** SOURCE TEXT **
On Tue, Jul 31, 2018 at 02:55:58PM +0200, Emre Hasegeli wrote:
> == The Workarounds ==
>
> We can possibly work around this inside the "restore_command" or
> by delaying the archiving. Working around inside the "restore_command"
> would involve checking whether the file exists under pg_wal/. This
> should not be easy because the WAL file may be written partially. It
> should be easier for Postgres to do this as it knows where to stop
> processing the local WAL.
It is also not that complicated to check if a WAL segment is properly
shaped by just running pg_waldump or such, so that would be fine for all
your cases with back-branches perhaps?
> == The Change ==
>
> This "restore_command" behavior is coming from the initial archiving
> and point-in-time-recovery implementation [2]. The code says
> "the reason is that the file in XLOGDIR could be an old, un-filled or
> partly-filled version that was copied and restored as part of
> backing up $PGDATA." This was probably a good reason in 2004, but
> I don't think it still is. AFAIK "pg_basebackup" eliminates this
> problem.

** STORED DATA **
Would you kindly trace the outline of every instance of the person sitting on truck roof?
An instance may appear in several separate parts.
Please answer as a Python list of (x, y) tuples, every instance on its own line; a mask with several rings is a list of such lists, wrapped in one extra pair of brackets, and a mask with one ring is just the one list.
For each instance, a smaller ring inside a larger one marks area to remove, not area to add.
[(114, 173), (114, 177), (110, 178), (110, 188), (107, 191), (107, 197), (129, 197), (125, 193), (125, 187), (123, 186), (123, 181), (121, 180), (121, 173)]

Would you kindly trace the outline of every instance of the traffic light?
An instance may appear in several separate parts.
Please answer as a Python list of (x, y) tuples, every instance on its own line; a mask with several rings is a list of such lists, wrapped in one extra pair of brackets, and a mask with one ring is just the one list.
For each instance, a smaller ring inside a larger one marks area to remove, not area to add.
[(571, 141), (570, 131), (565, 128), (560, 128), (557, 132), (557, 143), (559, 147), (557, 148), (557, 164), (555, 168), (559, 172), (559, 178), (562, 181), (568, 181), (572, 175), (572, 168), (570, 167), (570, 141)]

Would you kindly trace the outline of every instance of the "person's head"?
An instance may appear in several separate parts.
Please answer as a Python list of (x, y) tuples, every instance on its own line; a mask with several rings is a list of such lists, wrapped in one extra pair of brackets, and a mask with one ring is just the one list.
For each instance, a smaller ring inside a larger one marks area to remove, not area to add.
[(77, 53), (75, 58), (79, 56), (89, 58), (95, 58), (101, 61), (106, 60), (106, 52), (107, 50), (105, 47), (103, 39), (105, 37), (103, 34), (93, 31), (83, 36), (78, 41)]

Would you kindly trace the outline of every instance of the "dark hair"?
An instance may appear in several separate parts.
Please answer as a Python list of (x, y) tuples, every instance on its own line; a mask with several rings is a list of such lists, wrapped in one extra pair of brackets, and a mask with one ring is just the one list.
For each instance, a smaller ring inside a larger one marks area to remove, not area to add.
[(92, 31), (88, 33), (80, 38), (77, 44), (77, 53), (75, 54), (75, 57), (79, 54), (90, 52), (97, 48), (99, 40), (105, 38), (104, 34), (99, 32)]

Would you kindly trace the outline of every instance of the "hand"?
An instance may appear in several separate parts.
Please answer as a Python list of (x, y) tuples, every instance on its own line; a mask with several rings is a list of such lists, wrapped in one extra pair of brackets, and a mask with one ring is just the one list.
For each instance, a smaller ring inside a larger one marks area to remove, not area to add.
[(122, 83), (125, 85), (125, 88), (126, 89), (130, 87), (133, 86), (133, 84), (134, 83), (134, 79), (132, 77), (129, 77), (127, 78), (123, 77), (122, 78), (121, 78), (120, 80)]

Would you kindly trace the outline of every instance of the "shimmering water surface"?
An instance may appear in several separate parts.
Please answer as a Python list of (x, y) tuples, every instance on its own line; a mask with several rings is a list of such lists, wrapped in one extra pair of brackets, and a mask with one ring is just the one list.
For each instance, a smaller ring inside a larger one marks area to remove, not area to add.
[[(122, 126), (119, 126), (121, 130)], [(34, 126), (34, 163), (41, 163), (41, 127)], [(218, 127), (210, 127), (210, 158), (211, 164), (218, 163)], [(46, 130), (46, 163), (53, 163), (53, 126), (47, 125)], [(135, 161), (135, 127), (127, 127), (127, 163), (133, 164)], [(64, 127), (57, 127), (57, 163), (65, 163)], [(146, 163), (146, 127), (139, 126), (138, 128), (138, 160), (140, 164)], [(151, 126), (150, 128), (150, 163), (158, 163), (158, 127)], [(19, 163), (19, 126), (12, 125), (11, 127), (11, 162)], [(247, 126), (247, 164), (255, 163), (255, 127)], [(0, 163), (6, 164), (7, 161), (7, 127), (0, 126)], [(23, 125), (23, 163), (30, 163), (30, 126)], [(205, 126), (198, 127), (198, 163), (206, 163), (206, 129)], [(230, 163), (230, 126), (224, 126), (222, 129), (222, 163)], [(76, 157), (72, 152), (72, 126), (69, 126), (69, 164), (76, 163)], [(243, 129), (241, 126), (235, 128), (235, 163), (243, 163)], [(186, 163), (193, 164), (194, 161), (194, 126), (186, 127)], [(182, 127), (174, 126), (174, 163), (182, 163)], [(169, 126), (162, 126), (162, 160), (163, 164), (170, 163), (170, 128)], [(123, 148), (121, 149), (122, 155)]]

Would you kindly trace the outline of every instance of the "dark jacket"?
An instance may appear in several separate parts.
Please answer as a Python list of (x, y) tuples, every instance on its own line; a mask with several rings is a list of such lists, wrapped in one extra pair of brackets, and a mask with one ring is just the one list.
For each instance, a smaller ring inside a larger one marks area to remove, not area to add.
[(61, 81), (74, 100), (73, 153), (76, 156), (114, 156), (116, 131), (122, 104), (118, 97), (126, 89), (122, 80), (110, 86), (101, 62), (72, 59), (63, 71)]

** REQUESTS **
[1] In the restore_command discussion, which tool does the reply suggest running to check whether a WAL segment is properly shaped?
[2] Extend the mailing-list discussion of restore_command, starting after its final sentence.

** EXERCISE RESULTS **
[1] pg_waldump

[2]
pg_basebackup is not the only backup solution, though I'd like that
folks use it more, it can be a bottleneck and comes with its own
limitations when streaming for example tar data with multiple
tablespaces for example still...
> Also, with this reasoning, we should also try streaming from the
> master before trying the local WAL, but AFAIU we don't.
... You have a point here, things are rather inconsistent by this
argument. I have not worked on that in details, but at least
WaitForWALToBecomeAvailable() which enforces XLOG_FROM_ARCHIVE when the
current source is XLOG_FROM_PG_WAL would need to be changed.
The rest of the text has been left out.